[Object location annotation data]
------------------------

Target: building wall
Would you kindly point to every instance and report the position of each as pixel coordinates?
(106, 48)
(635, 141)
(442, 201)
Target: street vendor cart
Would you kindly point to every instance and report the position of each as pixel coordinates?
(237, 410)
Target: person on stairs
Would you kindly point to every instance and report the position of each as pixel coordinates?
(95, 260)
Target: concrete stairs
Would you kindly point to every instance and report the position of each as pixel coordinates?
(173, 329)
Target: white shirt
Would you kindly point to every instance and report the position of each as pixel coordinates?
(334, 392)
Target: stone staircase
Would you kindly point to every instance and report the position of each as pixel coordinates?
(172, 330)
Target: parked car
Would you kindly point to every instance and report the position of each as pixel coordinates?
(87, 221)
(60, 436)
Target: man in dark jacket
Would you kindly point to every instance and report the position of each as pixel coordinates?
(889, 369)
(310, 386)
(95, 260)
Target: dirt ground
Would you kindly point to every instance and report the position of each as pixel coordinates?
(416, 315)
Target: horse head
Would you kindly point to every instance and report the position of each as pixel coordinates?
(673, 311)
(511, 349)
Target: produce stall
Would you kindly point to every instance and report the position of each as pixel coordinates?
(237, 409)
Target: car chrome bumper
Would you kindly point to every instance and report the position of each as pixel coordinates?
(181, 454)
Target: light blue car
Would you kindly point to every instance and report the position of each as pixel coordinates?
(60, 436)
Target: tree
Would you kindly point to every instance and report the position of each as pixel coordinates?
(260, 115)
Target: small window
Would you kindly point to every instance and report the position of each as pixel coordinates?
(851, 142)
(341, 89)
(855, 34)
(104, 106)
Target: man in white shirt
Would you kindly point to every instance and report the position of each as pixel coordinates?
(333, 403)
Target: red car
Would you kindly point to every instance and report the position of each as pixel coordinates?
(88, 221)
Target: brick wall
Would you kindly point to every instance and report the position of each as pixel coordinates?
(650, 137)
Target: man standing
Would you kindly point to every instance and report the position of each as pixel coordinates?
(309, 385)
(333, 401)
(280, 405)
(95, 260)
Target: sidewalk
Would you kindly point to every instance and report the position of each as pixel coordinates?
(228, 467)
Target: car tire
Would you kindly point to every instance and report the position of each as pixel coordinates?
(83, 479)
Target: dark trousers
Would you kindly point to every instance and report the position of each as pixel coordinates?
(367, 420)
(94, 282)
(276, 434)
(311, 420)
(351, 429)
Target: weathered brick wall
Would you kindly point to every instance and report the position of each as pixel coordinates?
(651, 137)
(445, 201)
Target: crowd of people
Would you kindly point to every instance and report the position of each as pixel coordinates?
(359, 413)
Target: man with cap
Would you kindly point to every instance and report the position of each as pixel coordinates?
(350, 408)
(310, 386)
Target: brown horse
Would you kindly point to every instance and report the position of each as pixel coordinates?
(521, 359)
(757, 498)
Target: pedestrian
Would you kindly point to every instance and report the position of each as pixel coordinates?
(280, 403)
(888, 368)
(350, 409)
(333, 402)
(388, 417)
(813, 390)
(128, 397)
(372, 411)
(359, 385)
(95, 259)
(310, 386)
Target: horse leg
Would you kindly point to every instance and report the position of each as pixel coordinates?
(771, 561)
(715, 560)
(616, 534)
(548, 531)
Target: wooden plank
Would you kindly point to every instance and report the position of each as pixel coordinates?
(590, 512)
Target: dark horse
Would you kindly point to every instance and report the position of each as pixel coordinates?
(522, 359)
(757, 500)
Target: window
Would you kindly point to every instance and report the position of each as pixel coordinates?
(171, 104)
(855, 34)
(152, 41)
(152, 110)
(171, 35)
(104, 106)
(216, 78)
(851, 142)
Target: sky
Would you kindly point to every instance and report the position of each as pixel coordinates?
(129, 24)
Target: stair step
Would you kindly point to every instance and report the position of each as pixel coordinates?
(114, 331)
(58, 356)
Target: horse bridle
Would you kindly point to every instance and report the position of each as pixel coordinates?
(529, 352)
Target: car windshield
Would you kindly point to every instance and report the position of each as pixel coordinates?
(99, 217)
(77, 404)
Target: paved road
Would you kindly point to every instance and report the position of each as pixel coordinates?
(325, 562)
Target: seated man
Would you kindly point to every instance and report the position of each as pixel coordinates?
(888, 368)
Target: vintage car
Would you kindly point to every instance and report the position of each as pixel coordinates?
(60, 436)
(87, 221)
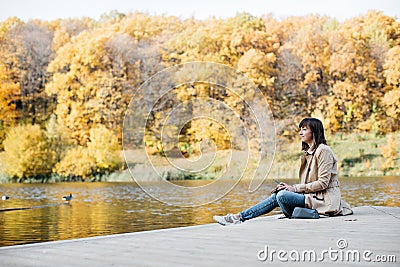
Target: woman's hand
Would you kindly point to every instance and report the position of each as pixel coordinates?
(284, 186)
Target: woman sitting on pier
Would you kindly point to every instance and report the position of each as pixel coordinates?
(318, 188)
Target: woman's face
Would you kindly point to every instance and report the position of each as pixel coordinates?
(306, 134)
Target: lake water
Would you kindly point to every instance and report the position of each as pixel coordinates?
(112, 208)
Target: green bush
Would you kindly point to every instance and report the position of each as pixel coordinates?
(26, 153)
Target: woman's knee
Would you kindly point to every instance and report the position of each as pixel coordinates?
(282, 195)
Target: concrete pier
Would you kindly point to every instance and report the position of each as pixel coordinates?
(369, 237)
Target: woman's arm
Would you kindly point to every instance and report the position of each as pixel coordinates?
(325, 162)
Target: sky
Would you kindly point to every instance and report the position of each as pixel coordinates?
(200, 9)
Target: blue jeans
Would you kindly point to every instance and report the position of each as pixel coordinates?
(284, 199)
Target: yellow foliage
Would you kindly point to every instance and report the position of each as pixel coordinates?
(27, 153)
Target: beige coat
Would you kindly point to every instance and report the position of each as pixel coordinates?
(319, 182)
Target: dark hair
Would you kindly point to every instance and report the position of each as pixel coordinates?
(317, 129)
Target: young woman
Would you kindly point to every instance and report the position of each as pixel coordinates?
(318, 187)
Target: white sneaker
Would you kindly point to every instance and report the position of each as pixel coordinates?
(227, 219)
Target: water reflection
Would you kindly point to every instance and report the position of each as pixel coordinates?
(110, 208)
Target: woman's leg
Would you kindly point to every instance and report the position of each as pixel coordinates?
(261, 208)
(289, 200)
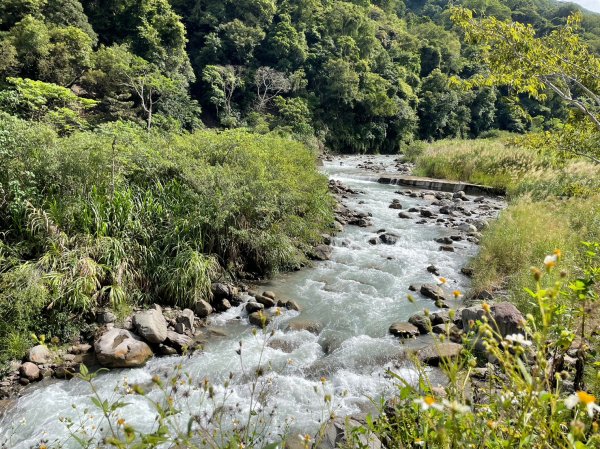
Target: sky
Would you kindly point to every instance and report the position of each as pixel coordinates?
(592, 5)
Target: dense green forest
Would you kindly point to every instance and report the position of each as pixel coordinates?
(360, 76)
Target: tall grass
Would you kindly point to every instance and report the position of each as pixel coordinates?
(121, 216)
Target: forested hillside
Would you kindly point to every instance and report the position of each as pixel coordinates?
(361, 76)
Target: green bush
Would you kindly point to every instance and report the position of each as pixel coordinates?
(120, 216)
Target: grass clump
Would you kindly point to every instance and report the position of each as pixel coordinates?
(119, 216)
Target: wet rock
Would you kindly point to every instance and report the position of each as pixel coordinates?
(421, 322)
(151, 325)
(440, 304)
(203, 308)
(178, 341)
(467, 271)
(186, 319)
(314, 327)
(260, 318)
(404, 330)
(220, 291)
(166, 350)
(223, 305)
(431, 291)
(265, 301)
(508, 318)
(433, 270)
(40, 355)
(253, 306)
(105, 317)
(288, 304)
(82, 348)
(30, 371)
(322, 252)
(460, 195)
(466, 227)
(119, 348)
(388, 238)
(434, 354)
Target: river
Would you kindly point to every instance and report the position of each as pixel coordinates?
(355, 296)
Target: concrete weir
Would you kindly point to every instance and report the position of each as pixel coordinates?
(441, 184)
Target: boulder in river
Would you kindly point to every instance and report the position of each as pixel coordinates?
(421, 322)
(119, 348)
(260, 318)
(203, 308)
(434, 354)
(404, 330)
(314, 327)
(40, 355)
(151, 325)
(322, 252)
(434, 292)
(30, 371)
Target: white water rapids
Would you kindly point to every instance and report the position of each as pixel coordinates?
(356, 296)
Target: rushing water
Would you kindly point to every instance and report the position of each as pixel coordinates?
(356, 296)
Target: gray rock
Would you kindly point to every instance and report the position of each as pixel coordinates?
(30, 371)
(434, 292)
(322, 252)
(404, 330)
(288, 304)
(119, 348)
(434, 354)
(253, 306)
(40, 354)
(269, 294)
(187, 319)
(151, 325)
(314, 327)
(178, 341)
(220, 291)
(105, 317)
(265, 301)
(259, 318)
(388, 238)
(421, 322)
(203, 308)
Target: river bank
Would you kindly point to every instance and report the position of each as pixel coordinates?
(355, 297)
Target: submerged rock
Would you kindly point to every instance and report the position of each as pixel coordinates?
(151, 325)
(434, 354)
(119, 348)
(404, 330)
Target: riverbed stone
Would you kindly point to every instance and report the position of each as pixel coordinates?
(404, 330)
(119, 348)
(253, 306)
(265, 301)
(322, 252)
(434, 354)
(259, 318)
(151, 325)
(314, 327)
(40, 354)
(434, 292)
(203, 308)
(178, 341)
(30, 371)
(421, 322)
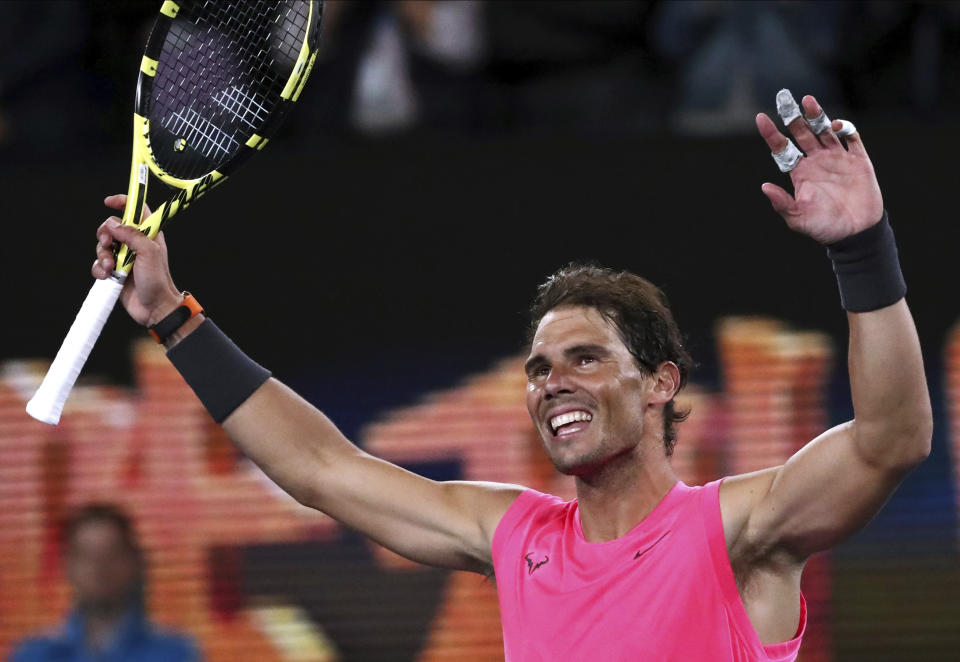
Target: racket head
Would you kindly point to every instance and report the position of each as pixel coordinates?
(216, 80)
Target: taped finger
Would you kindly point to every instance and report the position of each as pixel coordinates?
(788, 157)
(820, 123)
(787, 107)
(846, 129)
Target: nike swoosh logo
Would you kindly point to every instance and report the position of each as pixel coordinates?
(650, 546)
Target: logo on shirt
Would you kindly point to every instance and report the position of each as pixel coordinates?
(649, 547)
(534, 565)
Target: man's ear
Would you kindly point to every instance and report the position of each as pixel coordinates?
(666, 383)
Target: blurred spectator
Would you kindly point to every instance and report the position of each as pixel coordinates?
(105, 567)
(732, 57)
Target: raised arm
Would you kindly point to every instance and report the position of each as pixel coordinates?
(448, 524)
(835, 484)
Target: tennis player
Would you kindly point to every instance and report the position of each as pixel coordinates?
(639, 565)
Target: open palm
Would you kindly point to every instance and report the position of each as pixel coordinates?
(835, 188)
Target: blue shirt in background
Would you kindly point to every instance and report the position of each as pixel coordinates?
(134, 641)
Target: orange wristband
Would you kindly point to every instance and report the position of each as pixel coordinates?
(188, 308)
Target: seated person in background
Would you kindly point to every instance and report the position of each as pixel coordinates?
(105, 568)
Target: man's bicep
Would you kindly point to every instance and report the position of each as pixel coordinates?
(822, 495)
(446, 524)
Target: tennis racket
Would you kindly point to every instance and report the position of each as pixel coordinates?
(216, 79)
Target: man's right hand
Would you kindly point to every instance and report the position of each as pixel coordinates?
(149, 294)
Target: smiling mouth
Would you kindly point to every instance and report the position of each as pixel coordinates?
(570, 422)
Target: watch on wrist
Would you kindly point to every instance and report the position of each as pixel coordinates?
(187, 309)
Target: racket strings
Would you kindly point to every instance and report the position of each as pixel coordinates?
(222, 68)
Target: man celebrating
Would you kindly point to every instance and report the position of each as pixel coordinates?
(639, 565)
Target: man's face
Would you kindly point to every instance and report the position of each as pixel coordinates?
(101, 567)
(585, 393)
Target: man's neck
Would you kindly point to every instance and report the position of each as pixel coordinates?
(100, 625)
(616, 499)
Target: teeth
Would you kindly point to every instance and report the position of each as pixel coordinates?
(569, 417)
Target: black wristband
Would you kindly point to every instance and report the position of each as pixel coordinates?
(868, 268)
(218, 371)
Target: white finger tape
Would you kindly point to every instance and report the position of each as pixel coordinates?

------------------------

▸ **EXERCISE PROMPT**: Reproduce everything from the line containing "Target: teeth" down to the end of the entries, substituting "armband" for "wristband" and changing nothing else.

▸ **COMPLETED TASK**:
Target: teeth
Would you kindly point to every instance and report the position of each as pixel coordinates?
(569, 417)
Target: black armband
Would you kindly point to every instance and report the position of each as pixel coordinates?
(868, 268)
(218, 371)
Target: white finger tape
Would you kindly point to every instance and report the position of each as pixel coordinates?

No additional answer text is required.